* [Work order]: Would you please set down the entries below exactly as shown?

Stored items:
^^^^^^^^^^^^^^^^

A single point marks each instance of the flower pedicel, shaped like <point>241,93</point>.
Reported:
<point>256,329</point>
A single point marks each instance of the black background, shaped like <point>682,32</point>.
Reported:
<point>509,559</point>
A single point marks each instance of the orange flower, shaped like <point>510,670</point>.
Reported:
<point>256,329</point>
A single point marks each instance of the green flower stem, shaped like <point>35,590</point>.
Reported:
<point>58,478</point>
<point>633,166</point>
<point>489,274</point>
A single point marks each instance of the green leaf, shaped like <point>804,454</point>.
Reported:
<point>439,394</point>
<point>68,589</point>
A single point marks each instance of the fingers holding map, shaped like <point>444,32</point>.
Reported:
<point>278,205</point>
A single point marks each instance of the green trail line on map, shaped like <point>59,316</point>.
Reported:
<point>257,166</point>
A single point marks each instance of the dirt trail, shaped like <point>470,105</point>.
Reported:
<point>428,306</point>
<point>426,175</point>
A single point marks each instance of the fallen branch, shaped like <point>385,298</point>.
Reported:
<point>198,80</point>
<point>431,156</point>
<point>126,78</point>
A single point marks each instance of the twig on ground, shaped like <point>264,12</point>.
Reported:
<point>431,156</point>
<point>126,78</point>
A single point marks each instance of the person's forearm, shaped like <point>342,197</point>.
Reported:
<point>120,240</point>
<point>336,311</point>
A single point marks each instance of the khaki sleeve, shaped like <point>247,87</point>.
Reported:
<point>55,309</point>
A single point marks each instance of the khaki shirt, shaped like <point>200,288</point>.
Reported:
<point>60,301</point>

^^^^^^^^^^^^^^^^

* [Answer below]:
A single point marks each instance of the flower pedicel, shaped like <point>241,93</point>.
Reported:
<point>256,329</point>
A single point marks each instance of the black background, shaped like <point>682,32</point>.
Reported:
<point>509,559</point>
A single point marks each instance of the orange flower, shaped like <point>510,670</point>.
Reported:
<point>256,329</point>
A single point marks each instance of the green flower stem, shaped like <point>35,590</point>.
Reported:
<point>58,478</point>
<point>633,166</point>
<point>489,274</point>
A single point marks each instance of the green leaf, shaped like <point>804,454</point>.
Reported:
<point>439,394</point>
<point>68,589</point>
A single point marks each instance of the fingers holding map, shaped like <point>444,32</point>.
Reported:
<point>278,205</point>
A single point marks each instance of the green trail line on map, shaped like <point>59,316</point>.
Reported:
<point>257,166</point>
A single point marks each instance of the dirt trail, shaped like <point>470,105</point>.
Reported:
<point>428,306</point>
<point>426,175</point>
A single point marks each instance of the fallen branch, shaped like <point>385,298</point>.
Reported:
<point>198,80</point>
<point>431,156</point>
<point>126,78</point>
A single point marks each instance of the twig on ground, shaped like <point>264,12</point>.
Reported:
<point>431,156</point>
<point>126,78</point>
A single point marks each instance of the person's forearm, shaped like <point>342,197</point>.
Reported:
<point>120,240</point>
<point>336,311</point>
A single point marks each instance of the khaki sleeve, shaped like <point>247,87</point>.
Reported:
<point>55,309</point>
A single point marks each instance of the khaki shirt, shaped like <point>200,288</point>.
Reported:
<point>60,301</point>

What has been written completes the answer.